■ **WORK TO DO**
Extract every line of the records that contains the word "person", with case counting.

■ **RECORDS**

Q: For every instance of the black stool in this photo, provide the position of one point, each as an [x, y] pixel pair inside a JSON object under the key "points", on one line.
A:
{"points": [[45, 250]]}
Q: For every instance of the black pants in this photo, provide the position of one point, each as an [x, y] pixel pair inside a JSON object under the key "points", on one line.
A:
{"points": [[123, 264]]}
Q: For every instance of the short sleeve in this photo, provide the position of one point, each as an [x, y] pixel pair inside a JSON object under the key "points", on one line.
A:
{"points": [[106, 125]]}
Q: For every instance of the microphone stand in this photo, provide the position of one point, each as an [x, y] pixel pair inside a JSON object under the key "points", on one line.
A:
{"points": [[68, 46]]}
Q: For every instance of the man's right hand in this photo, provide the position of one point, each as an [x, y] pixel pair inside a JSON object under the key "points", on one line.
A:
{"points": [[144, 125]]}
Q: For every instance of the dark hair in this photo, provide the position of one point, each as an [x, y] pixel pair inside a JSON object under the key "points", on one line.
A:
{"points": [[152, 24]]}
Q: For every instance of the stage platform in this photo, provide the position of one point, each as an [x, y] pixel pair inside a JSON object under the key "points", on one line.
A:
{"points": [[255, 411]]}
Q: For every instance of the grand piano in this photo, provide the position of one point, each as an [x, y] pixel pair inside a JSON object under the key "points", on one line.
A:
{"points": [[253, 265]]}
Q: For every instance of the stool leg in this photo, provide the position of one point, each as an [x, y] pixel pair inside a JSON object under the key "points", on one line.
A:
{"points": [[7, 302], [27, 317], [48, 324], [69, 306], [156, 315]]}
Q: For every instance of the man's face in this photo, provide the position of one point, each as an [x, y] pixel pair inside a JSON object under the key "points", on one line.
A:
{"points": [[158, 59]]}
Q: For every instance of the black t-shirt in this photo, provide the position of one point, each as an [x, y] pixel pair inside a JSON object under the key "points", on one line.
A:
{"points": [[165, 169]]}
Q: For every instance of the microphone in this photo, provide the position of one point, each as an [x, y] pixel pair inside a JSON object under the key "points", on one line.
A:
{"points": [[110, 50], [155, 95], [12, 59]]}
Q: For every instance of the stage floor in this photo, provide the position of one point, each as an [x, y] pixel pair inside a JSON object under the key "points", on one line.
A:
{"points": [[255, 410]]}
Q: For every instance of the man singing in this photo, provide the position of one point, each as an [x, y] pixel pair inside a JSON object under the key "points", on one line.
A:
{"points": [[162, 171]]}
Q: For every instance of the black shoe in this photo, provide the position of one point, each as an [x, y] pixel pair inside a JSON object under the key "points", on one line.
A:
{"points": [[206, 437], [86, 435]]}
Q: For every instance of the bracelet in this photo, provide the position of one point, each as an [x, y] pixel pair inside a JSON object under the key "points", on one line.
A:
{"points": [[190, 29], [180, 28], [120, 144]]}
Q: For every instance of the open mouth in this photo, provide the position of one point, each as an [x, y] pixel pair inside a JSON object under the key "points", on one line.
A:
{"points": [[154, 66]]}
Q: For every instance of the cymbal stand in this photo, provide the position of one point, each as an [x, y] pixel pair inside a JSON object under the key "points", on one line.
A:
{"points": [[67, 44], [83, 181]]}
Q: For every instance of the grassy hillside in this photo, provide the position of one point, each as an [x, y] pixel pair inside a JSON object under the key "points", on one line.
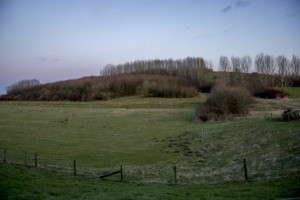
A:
{"points": [[148, 137]]}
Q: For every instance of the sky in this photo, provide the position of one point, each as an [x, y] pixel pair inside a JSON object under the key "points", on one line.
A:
{"points": [[52, 40]]}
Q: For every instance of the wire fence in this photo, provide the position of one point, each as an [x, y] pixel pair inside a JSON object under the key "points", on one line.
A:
{"points": [[226, 171]]}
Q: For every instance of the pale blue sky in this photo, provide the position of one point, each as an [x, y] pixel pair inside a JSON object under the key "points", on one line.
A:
{"points": [[53, 40]]}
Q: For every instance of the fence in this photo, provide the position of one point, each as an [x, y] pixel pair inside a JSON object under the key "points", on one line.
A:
{"points": [[236, 170]]}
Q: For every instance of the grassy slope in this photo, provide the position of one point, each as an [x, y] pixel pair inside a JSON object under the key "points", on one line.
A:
{"points": [[19, 182], [150, 134]]}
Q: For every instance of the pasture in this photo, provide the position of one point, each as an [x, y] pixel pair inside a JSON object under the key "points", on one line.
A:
{"points": [[148, 136]]}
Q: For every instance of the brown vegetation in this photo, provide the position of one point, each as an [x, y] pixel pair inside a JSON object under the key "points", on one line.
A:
{"points": [[223, 102], [106, 87]]}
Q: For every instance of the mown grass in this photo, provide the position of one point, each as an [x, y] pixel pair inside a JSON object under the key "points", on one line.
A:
{"points": [[148, 136], [19, 182]]}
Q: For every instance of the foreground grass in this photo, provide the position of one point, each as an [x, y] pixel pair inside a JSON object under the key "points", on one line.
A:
{"points": [[148, 140], [19, 182]]}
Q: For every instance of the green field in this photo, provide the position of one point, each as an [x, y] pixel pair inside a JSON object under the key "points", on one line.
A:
{"points": [[148, 136]]}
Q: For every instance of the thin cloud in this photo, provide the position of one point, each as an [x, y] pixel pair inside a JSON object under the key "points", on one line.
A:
{"points": [[290, 15], [226, 32], [226, 9], [235, 5], [42, 58], [241, 4]]}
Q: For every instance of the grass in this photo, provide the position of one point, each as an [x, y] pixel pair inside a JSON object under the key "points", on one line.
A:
{"points": [[19, 182], [148, 136]]}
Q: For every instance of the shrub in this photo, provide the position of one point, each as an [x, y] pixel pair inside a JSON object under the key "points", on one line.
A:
{"points": [[224, 101], [206, 88], [272, 94], [290, 115], [230, 100]]}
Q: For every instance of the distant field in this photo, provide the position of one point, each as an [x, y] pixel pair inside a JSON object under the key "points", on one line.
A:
{"points": [[148, 136]]}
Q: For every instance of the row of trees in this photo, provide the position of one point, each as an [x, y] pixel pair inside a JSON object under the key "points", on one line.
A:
{"points": [[192, 69], [270, 68], [23, 84]]}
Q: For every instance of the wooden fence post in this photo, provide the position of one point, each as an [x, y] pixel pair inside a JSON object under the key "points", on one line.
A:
{"points": [[25, 158], [35, 160], [75, 168], [4, 158], [121, 173], [175, 174], [245, 169]]}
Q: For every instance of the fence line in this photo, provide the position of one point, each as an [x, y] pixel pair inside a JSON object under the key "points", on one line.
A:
{"points": [[146, 174]]}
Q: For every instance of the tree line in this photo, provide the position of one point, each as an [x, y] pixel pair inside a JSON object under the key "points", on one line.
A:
{"points": [[273, 71], [193, 69]]}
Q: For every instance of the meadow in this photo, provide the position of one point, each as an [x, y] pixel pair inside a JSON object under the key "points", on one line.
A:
{"points": [[147, 136]]}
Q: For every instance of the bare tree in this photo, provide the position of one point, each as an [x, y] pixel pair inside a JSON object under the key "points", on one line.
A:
{"points": [[209, 65], [23, 84], [295, 67], [236, 64], [270, 69], [259, 63], [224, 64], [283, 69], [246, 63]]}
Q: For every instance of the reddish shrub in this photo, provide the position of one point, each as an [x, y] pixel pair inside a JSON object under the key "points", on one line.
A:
{"points": [[4, 99], [75, 97], [206, 88]]}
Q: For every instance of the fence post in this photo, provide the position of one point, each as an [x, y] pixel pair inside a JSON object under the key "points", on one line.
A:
{"points": [[75, 168], [121, 173], [4, 158], [35, 160], [245, 169], [25, 158], [175, 174]]}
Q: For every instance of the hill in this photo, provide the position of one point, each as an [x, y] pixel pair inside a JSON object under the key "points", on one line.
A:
{"points": [[106, 87]]}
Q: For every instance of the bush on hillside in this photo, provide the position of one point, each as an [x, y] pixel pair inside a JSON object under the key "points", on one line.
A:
{"points": [[206, 88], [290, 115], [272, 94], [224, 101]]}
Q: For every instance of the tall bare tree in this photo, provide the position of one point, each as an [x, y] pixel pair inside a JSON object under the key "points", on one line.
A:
{"points": [[283, 69], [246, 63], [224, 64], [236, 64], [295, 67]]}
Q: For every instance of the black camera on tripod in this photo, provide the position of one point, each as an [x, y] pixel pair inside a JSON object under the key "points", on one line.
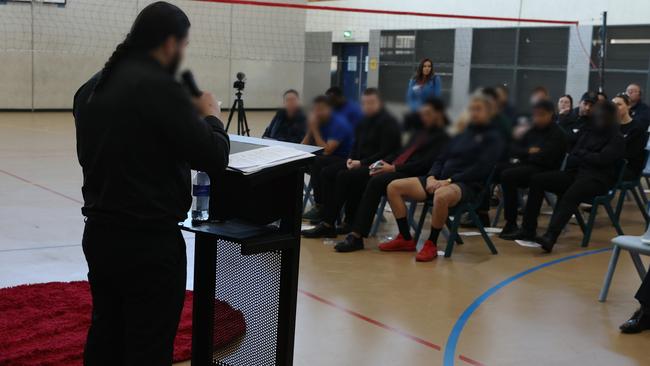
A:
{"points": [[241, 81], [238, 106]]}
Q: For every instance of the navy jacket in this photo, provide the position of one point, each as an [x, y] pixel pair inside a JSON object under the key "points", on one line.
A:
{"points": [[287, 129], [470, 156]]}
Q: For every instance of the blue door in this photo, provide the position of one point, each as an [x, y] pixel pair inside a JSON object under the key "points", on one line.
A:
{"points": [[355, 69]]}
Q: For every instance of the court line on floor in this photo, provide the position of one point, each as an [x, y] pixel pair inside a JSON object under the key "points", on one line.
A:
{"points": [[452, 340], [25, 180], [387, 327], [304, 292], [38, 248]]}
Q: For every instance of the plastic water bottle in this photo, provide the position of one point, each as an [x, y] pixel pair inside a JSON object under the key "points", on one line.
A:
{"points": [[200, 196]]}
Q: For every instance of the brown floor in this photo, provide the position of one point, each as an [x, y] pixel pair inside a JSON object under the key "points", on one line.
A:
{"points": [[363, 308]]}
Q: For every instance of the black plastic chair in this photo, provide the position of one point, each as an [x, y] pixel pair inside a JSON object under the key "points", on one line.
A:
{"points": [[605, 201], [456, 212]]}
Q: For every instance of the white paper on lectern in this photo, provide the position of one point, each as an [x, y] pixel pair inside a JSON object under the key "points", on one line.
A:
{"points": [[251, 161]]}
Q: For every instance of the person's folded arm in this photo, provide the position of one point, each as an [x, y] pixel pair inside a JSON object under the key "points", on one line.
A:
{"points": [[202, 142], [485, 162], [608, 155]]}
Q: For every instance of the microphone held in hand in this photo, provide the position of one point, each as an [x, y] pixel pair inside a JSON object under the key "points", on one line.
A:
{"points": [[188, 81]]}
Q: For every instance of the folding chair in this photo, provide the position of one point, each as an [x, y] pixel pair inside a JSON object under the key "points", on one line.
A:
{"points": [[456, 212], [605, 201], [635, 245]]}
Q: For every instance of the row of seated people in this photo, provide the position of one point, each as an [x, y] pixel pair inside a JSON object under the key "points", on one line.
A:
{"points": [[449, 170]]}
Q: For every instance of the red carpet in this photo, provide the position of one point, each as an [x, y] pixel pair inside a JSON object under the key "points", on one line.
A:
{"points": [[46, 324]]}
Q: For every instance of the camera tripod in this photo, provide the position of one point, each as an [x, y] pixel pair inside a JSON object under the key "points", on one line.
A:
{"points": [[242, 122]]}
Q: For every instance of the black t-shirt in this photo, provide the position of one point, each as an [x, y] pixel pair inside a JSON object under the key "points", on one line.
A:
{"points": [[137, 139]]}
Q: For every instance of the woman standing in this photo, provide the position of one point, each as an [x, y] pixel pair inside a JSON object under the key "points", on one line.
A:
{"points": [[424, 85]]}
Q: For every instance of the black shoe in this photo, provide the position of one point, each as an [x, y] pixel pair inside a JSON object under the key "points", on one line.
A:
{"points": [[350, 244], [547, 241], [343, 229], [509, 230], [466, 221], [639, 322], [520, 234], [320, 231]]}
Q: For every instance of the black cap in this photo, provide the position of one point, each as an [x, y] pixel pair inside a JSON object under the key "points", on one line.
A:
{"points": [[590, 97], [545, 105]]}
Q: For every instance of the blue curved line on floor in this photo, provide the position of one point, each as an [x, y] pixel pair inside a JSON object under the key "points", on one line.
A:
{"points": [[452, 340]]}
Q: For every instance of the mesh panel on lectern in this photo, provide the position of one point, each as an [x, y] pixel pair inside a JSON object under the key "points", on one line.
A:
{"points": [[251, 284]]}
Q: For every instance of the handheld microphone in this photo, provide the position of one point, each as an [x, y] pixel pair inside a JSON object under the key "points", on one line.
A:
{"points": [[188, 80]]}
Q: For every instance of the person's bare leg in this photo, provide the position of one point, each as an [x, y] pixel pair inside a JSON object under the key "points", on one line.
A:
{"points": [[402, 189], [397, 191]]}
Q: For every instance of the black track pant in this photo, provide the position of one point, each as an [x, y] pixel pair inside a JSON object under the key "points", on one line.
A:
{"points": [[137, 282], [320, 163], [512, 179], [343, 187], [643, 295], [571, 189], [375, 189]]}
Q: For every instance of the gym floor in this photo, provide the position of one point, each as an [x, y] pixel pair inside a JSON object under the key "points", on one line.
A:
{"points": [[367, 307]]}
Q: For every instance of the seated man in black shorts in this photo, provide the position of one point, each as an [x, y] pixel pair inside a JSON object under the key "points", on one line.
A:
{"points": [[375, 137], [413, 160], [542, 148], [457, 175], [591, 170]]}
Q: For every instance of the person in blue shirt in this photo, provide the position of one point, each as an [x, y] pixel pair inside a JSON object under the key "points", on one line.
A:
{"points": [[346, 109], [336, 136], [289, 123], [424, 85]]}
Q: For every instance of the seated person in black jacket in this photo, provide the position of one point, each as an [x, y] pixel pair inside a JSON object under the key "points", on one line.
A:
{"points": [[591, 170], [635, 134], [289, 123], [457, 175], [573, 122], [540, 149], [376, 136], [413, 160]]}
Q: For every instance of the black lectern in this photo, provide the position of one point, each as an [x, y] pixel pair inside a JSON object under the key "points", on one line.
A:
{"points": [[248, 256]]}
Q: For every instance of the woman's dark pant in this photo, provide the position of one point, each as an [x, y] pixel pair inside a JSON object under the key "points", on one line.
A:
{"points": [[512, 179], [571, 189], [317, 167], [343, 187], [137, 281], [375, 189]]}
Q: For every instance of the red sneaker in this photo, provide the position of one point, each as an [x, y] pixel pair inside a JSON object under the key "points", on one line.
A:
{"points": [[428, 252], [399, 244]]}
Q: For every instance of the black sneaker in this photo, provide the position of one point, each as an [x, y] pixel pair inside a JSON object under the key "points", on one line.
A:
{"points": [[350, 244], [343, 229], [520, 234], [547, 241], [320, 231], [509, 230], [639, 322]]}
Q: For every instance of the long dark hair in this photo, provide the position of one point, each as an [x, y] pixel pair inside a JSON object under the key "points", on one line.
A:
{"points": [[419, 75], [155, 23]]}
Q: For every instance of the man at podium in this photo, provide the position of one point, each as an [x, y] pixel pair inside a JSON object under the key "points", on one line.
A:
{"points": [[138, 135]]}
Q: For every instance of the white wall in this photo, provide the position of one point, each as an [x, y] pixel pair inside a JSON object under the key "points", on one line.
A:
{"points": [[71, 43], [587, 12]]}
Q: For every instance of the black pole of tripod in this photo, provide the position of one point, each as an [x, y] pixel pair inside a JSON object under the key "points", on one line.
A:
{"points": [[602, 54], [242, 121]]}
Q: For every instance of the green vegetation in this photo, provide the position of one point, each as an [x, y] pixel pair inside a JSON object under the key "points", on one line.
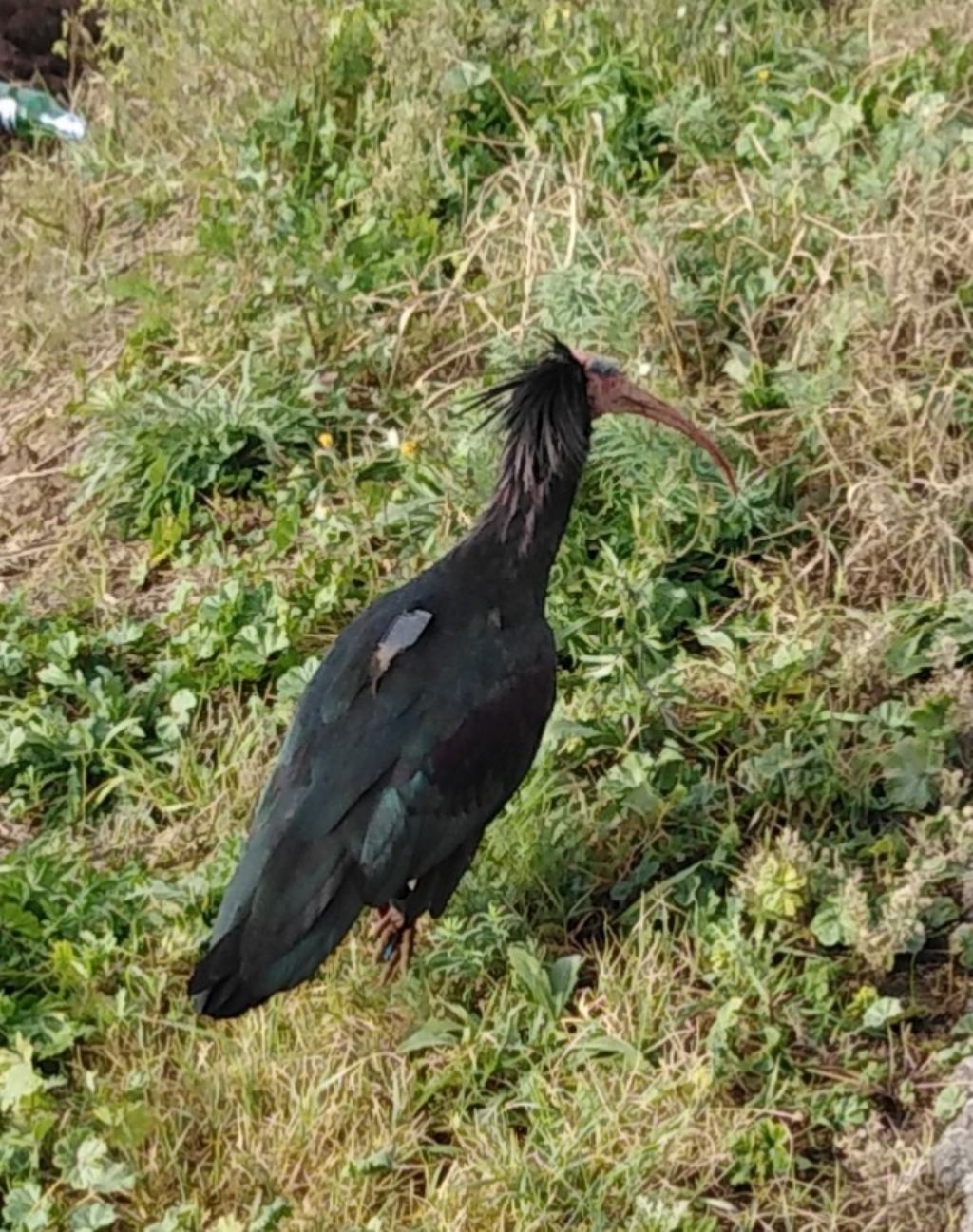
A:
{"points": [[711, 969]]}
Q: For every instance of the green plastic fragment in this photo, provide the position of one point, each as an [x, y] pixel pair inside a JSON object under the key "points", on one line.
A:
{"points": [[28, 112]]}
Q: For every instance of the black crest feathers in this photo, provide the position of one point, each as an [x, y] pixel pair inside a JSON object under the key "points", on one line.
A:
{"points": [[544, 415]]}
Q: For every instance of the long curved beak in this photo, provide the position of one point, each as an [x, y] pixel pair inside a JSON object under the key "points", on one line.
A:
{"points": [[630, 399]]}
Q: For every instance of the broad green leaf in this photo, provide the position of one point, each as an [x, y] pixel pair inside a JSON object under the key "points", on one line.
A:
{"points": [[882, 1012]]}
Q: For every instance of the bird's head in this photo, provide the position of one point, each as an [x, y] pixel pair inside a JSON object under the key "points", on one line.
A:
{"points": [[548, 408], [610, 392]]}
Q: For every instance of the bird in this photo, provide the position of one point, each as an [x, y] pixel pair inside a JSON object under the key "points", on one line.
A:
{"points": [[427, 713]]}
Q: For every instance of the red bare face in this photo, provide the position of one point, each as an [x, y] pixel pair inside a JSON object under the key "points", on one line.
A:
{"points": [[608, 392]]}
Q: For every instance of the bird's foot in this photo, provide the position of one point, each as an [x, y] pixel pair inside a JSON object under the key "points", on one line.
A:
{"points": [[394, 941]]}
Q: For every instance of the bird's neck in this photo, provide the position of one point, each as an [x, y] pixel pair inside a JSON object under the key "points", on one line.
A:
{"points": [[518, 538]]}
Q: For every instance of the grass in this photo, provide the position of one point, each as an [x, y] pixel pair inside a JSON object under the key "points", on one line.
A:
{"points": [[711, 969]]}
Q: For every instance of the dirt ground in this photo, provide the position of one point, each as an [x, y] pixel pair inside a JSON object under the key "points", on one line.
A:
{"points": [[29, 29]]}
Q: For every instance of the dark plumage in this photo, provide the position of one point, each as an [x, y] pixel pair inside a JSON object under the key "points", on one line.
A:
{"points": [[424, 717]]}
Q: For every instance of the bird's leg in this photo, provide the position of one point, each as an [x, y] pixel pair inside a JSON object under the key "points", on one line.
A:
{"points": [[394, 941]]}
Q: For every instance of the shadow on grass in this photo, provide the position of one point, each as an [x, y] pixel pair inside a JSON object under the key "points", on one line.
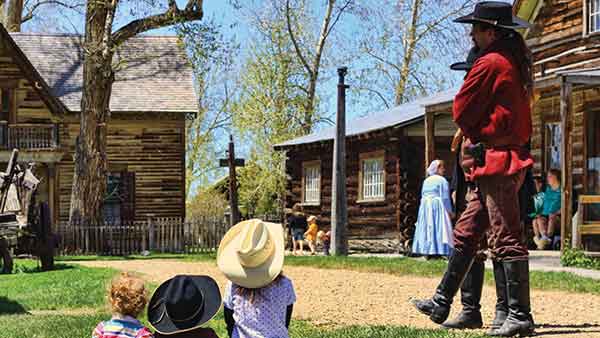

■ **ANSWER IN FULL**
Q: For every instance of the person's folded arm in this photo, provide the position of one point, each as an [x, y] pixel pair inside a JSON object under the key "points", on one line.
Q: For every instance of the person's bare leg in this photo, provide the position of one point, each as an [x, y] pixel pair inside a JSON object under the key "points", on one line.
Q: For every instance of the person in blue shirt in this photo, provide the position of one point, each as an [x, y] pixel pair inside a JSON object under the key "points", on one line.
Q: For every instance of the seated person in black jacket in this photo, provide the position of one point, each as an [x, y] pixel pair inside a JSON object under the key "points", on one line.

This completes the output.